Source material: Begin

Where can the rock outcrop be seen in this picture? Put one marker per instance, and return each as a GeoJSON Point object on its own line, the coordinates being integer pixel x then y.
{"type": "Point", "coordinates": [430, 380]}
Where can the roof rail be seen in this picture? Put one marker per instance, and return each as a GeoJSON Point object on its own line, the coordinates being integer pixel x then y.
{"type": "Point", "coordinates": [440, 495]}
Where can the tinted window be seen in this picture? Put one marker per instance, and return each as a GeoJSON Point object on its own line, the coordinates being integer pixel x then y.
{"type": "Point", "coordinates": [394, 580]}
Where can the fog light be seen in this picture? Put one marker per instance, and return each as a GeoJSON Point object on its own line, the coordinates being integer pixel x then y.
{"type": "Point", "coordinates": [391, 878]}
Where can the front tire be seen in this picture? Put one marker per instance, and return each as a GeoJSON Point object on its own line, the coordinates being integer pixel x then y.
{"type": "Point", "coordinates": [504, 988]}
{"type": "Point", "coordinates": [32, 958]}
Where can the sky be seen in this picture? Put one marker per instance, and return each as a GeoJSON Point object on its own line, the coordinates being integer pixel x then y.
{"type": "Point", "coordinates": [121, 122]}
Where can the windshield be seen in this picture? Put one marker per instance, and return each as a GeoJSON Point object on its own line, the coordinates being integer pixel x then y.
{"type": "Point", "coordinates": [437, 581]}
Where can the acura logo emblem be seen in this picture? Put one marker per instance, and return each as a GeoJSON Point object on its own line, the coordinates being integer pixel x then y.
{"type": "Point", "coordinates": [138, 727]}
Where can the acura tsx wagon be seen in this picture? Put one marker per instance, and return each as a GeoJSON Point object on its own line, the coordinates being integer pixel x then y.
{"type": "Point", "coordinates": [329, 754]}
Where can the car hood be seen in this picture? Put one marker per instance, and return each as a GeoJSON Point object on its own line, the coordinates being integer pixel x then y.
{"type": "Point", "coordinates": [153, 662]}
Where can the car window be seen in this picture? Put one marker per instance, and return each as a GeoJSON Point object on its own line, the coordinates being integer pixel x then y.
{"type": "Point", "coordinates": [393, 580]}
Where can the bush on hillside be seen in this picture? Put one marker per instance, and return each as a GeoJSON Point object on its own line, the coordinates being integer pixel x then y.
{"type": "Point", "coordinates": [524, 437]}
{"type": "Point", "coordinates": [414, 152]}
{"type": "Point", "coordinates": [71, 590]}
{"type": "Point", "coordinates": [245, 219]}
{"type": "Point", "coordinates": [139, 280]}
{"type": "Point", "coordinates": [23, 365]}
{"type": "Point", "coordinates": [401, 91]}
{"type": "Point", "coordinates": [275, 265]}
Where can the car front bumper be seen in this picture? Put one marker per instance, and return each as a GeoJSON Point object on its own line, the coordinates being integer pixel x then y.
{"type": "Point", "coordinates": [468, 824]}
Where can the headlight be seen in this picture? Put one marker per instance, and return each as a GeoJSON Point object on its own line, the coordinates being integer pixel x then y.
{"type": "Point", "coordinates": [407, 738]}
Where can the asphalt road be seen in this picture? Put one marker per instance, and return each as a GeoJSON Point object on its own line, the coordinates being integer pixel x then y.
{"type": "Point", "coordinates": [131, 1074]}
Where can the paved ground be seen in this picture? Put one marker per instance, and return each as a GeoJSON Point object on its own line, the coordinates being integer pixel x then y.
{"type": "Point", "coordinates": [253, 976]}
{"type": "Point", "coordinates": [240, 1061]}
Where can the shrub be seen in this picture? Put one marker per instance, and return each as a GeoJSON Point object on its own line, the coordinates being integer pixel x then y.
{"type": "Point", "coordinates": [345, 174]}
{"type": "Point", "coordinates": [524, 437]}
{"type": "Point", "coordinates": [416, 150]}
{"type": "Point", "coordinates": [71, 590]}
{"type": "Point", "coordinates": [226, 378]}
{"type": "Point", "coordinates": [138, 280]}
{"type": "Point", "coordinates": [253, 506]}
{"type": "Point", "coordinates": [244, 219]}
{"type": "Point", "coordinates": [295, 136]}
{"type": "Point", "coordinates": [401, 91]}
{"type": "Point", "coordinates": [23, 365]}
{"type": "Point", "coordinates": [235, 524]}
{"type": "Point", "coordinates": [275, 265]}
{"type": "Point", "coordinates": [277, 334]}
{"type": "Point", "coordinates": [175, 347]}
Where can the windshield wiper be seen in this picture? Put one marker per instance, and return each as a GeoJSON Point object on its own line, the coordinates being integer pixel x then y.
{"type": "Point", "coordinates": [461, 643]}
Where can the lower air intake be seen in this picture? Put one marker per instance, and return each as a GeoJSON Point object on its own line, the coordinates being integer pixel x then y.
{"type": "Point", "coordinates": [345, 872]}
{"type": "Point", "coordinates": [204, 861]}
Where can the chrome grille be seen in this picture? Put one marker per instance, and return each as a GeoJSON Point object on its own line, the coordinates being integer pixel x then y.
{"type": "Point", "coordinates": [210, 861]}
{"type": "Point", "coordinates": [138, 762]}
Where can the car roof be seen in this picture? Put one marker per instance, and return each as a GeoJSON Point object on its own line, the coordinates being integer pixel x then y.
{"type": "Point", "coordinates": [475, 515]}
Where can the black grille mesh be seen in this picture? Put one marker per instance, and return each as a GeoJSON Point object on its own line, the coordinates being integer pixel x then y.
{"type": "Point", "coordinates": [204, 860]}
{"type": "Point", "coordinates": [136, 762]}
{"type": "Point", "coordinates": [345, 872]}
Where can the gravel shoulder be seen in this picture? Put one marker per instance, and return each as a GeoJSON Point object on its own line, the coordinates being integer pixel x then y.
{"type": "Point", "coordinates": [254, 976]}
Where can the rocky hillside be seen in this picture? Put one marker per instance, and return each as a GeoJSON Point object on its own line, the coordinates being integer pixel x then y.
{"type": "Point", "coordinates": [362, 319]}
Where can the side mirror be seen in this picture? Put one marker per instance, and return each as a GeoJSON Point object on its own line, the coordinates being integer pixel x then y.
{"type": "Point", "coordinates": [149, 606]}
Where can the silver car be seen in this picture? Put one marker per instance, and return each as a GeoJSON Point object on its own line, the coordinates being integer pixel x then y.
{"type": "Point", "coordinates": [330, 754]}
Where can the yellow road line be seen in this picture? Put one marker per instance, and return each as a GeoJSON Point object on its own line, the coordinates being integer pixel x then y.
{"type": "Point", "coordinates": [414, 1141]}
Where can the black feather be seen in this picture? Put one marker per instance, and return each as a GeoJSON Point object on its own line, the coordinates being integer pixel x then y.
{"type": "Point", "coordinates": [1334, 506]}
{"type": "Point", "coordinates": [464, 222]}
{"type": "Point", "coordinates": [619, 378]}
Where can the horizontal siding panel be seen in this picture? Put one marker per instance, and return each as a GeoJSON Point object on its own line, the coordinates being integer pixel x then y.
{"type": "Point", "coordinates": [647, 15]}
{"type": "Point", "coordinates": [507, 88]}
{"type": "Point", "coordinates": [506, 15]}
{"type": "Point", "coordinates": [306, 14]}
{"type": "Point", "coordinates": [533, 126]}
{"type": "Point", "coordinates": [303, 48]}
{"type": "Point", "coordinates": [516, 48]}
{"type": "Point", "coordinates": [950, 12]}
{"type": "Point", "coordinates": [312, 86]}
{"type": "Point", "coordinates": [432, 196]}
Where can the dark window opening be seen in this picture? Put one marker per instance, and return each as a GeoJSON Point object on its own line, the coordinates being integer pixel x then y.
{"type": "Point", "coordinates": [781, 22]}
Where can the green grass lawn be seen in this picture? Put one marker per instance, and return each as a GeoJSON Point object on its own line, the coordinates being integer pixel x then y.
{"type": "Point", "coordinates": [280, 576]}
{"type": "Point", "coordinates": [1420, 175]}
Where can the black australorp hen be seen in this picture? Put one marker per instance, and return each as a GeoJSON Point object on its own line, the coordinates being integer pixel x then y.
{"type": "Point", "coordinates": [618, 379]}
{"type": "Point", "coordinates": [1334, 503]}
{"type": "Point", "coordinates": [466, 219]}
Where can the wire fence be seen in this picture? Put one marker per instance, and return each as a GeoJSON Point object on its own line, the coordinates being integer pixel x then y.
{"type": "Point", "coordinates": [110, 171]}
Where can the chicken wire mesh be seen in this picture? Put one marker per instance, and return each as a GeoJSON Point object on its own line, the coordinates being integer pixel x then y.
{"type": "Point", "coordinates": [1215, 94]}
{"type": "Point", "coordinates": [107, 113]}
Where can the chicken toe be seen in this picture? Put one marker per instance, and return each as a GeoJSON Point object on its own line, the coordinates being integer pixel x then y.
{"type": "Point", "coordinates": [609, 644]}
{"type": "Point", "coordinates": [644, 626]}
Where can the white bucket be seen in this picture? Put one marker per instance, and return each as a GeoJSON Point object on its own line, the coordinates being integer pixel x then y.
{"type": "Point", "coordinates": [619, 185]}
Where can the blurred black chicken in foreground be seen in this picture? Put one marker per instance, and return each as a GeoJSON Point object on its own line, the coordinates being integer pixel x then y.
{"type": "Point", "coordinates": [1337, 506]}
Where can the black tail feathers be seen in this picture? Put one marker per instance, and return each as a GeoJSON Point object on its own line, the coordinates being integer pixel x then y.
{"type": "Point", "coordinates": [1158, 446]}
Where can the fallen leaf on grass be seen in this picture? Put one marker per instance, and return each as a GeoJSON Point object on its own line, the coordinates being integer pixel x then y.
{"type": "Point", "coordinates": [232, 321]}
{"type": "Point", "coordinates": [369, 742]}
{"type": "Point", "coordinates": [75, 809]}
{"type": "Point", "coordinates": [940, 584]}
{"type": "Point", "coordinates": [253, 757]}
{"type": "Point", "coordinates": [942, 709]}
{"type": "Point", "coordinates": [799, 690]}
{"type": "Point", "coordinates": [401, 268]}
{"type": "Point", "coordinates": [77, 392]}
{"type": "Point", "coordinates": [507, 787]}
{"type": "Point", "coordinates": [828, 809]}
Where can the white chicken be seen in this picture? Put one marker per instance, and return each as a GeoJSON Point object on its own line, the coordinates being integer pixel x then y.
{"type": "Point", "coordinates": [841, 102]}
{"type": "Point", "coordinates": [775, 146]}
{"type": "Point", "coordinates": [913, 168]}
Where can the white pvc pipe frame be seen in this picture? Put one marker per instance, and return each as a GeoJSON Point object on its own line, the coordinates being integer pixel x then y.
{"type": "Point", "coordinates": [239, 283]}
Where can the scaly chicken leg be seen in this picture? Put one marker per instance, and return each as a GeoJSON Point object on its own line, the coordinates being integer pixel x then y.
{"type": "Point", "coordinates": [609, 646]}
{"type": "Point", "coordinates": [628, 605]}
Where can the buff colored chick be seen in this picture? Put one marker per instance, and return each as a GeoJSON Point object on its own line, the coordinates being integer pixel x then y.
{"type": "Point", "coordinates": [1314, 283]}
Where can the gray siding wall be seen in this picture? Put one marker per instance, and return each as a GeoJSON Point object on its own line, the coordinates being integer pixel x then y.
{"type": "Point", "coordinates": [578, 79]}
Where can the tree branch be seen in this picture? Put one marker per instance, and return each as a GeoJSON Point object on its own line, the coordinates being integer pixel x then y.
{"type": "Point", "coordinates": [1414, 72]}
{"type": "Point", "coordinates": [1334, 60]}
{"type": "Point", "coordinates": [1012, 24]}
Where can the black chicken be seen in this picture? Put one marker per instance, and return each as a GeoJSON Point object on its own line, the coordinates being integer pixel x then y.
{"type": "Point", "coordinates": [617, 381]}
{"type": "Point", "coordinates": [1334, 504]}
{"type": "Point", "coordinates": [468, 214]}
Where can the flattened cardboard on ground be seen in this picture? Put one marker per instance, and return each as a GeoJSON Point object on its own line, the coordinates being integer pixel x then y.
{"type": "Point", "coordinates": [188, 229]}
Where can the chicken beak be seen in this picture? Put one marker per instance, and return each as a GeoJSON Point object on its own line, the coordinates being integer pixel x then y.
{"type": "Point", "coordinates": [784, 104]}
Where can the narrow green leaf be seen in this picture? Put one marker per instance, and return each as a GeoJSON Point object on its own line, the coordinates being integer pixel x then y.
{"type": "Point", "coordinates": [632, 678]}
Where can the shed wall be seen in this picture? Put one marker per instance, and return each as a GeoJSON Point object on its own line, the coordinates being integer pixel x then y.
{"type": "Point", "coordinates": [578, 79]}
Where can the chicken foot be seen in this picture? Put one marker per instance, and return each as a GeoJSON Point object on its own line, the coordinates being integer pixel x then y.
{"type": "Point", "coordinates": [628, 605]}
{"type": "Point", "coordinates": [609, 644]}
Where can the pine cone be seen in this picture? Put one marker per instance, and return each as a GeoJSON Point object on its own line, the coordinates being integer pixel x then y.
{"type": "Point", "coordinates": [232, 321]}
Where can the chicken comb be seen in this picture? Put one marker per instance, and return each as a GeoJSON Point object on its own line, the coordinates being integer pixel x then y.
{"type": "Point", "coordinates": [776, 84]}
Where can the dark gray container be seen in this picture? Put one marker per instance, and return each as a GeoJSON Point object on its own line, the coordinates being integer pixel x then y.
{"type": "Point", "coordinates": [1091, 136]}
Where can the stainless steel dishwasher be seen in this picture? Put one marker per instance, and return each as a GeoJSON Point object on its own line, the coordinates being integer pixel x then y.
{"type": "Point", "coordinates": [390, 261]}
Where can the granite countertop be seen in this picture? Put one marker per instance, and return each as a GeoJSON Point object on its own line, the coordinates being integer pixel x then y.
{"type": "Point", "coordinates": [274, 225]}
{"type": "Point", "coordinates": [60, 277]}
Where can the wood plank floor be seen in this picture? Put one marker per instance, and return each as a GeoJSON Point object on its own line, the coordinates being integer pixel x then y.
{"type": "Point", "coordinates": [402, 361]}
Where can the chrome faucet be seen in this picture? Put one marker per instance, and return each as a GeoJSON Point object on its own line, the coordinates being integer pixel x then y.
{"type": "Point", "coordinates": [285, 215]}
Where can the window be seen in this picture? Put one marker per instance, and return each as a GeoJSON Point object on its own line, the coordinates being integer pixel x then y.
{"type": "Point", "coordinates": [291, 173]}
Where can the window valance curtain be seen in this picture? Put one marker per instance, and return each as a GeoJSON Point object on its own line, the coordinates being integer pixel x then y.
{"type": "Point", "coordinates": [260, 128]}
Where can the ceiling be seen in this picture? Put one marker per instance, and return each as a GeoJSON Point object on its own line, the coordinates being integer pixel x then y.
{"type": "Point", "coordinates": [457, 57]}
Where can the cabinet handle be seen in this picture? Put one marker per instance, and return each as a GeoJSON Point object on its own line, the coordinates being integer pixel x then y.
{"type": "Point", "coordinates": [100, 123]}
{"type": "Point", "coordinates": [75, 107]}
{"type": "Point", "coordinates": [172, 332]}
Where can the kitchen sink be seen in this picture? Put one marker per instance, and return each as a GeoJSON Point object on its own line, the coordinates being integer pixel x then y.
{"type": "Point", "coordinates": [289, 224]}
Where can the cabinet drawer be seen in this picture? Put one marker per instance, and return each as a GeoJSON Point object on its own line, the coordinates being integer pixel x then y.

Source material: End

- [Exercise objective] Nothing but the lines from the one with "Where can the kitchen" through the end of the data above should be reproduced, each exactly, both ends included.

- [Task solution]
Where can the kitchen sink be seen in this picture? Put one marker per instance, and return each as a GeoJSON Point object on its own line, the coordinates being integer pixel x then y.
{"type": "Point", "coordinates": [289, 224]}
Where can the cabinet drawer be seen in this picture? Put one marker per instance, and return each as a GeoJSON Point object on its own line, the coordinates being integer pixel x then y.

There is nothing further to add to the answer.